— Start —

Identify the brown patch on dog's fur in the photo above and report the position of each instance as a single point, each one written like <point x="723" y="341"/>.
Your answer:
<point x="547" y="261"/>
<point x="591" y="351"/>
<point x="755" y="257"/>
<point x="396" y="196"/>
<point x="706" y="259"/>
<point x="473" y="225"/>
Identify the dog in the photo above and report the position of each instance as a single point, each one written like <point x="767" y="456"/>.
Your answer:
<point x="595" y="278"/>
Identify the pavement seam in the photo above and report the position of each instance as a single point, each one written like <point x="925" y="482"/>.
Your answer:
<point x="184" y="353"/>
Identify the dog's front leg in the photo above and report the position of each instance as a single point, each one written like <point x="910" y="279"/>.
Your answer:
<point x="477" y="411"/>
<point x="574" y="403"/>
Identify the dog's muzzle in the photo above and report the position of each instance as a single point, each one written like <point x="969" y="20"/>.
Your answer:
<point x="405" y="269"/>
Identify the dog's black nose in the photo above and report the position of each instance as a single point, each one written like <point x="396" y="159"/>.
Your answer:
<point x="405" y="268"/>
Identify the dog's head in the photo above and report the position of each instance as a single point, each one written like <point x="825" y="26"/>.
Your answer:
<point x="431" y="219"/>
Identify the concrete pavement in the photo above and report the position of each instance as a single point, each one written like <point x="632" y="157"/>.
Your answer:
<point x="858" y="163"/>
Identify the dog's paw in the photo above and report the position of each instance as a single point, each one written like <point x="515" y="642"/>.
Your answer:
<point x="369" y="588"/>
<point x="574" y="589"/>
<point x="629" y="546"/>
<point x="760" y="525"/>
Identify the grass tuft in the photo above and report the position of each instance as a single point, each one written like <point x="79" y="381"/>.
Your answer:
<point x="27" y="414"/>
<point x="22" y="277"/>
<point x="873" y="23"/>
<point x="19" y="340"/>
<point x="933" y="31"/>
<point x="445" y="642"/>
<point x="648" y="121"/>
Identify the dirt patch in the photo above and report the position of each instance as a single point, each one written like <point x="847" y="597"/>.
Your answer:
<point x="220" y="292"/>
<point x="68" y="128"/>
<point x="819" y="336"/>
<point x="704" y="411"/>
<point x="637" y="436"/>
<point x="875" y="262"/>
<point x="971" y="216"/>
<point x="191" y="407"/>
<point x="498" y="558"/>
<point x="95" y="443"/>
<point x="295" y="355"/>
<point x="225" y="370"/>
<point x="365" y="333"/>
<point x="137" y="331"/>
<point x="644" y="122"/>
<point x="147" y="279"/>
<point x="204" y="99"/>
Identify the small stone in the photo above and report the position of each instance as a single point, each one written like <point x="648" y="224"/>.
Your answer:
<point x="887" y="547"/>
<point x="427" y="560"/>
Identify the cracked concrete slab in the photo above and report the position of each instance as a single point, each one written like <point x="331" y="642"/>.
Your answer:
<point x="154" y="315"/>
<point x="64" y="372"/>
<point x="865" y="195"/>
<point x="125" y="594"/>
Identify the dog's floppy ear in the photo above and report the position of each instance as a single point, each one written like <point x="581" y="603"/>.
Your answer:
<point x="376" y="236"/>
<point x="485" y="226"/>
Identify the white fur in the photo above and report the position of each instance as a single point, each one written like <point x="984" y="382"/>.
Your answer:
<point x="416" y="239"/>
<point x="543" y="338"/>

— End —

* **THE EXERCISE**: Rewrite the records starting at the line that contains "Identify the dog's floppy" and ending at the end of the records, swapping "Identify" for "Locate" and leaving everything else unchanged.

* **SOLUTION FOR THIS EXERCISE**:
Locate the dog's floppy ear in the photo above and report the position of each instance as a single point, each one written like <point x="581" y="603"/>.
Your answer:
<point x="376" y="236"/>
<point x="485" y="226"/>
Locate the white fur in the photo above and report the position of each instance as a single point, each one written like <point x="984" y="382"/>.
Your answer:
<point x="416" y="239"/>
<point x="543" y="338"/>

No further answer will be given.